→ **Stated task**
Copy the data word for word, from its first line down to the line that contains "[125,55,134,62]".

-------------------------

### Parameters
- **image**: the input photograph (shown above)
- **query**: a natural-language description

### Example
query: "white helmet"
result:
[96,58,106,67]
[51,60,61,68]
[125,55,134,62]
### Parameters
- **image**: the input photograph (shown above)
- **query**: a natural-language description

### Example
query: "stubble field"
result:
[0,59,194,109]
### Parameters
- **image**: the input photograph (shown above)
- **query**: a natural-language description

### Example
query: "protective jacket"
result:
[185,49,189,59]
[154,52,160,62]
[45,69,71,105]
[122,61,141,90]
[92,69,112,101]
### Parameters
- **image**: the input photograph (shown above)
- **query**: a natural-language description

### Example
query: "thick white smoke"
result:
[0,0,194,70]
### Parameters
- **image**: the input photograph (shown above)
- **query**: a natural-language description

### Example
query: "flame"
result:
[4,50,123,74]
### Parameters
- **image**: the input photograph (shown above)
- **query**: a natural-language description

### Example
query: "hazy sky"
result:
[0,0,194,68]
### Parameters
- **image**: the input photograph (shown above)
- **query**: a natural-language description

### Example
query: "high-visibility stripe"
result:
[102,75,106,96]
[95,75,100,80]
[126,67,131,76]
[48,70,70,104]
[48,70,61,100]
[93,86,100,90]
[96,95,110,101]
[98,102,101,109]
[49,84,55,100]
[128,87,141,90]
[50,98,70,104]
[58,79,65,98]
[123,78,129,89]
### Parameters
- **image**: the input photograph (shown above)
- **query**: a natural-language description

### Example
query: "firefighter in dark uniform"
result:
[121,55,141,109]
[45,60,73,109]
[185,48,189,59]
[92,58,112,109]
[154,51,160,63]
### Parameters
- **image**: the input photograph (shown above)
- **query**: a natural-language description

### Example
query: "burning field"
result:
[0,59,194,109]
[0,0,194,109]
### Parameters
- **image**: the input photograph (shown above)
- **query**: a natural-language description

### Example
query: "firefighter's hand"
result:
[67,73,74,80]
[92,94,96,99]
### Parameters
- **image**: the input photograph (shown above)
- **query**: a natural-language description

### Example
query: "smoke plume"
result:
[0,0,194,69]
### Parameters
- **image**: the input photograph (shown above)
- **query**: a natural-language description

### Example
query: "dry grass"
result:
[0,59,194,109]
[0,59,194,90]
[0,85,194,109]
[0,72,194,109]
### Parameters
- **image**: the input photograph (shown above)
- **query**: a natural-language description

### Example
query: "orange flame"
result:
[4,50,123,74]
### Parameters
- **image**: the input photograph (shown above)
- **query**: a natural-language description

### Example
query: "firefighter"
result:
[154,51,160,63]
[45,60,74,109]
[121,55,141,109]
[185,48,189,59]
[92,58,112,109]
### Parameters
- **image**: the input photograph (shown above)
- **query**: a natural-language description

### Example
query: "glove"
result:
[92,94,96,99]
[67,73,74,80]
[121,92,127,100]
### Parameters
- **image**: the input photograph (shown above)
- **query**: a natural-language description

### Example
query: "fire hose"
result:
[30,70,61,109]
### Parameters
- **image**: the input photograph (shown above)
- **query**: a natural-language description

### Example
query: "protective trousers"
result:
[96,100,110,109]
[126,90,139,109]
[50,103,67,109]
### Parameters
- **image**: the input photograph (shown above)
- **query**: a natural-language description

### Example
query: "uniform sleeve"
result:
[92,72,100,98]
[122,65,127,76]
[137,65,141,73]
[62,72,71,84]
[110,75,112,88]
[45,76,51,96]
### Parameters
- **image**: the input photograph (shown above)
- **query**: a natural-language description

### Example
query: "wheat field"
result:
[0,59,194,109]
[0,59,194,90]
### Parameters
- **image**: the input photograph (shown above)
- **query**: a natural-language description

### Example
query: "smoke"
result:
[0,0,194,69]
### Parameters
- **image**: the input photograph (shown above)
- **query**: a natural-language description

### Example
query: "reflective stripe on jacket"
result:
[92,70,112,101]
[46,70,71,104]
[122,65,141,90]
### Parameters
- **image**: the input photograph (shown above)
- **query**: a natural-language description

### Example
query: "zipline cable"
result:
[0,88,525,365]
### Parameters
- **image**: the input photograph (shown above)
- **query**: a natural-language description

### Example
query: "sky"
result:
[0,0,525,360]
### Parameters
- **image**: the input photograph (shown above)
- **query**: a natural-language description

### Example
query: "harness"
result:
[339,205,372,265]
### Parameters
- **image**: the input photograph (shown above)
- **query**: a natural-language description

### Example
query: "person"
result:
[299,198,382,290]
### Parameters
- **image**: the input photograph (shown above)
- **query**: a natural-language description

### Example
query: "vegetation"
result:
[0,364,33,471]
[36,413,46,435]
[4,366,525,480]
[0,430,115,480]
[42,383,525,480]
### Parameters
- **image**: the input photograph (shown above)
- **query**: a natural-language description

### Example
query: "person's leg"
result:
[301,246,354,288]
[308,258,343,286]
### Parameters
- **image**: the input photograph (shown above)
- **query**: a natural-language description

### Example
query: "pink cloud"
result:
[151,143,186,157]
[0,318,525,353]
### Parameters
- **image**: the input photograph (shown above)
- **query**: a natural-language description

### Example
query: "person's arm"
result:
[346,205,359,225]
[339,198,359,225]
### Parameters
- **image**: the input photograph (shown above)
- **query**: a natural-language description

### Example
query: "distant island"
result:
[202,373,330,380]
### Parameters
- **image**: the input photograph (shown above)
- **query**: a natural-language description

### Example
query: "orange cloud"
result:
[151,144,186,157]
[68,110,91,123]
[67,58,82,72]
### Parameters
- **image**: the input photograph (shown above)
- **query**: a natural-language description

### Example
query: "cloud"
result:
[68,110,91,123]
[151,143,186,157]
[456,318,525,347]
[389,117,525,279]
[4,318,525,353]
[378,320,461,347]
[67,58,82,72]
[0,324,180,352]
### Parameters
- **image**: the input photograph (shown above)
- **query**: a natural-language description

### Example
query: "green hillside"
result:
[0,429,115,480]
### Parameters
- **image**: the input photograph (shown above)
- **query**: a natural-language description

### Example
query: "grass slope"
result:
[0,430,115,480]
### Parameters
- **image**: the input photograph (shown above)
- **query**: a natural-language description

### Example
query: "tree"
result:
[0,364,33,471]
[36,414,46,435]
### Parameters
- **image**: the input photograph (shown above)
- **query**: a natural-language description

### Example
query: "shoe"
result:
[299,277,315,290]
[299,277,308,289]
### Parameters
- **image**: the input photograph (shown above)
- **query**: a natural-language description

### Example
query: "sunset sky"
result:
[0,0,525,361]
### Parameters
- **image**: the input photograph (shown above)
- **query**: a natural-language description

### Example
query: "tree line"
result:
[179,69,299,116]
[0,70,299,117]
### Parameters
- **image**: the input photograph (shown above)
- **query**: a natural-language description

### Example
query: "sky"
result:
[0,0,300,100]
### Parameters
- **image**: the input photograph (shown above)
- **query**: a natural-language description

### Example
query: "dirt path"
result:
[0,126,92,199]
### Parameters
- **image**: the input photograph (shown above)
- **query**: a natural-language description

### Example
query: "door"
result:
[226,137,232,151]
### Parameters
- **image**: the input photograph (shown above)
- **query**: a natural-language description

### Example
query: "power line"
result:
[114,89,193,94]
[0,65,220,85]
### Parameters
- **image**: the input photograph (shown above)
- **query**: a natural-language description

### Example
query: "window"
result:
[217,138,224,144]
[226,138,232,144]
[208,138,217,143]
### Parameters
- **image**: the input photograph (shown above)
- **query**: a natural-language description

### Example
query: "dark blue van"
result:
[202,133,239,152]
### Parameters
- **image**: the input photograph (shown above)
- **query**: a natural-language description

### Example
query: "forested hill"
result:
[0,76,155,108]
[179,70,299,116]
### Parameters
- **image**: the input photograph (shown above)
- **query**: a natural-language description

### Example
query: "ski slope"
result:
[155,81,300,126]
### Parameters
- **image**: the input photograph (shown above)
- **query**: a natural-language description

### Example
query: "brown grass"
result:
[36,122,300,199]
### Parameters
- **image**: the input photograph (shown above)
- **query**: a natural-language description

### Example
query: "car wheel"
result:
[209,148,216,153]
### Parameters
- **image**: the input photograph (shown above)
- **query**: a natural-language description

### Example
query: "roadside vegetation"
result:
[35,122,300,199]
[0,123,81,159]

-------------------------

→ **Result of the task**
### Parameters
- **image**: the input photograph (shown above)
- **query**: a natural-language description

### Example
query: "white helmet"
result:
[96,58,106,67]
[51,60,61,68]
[125,55,134,62]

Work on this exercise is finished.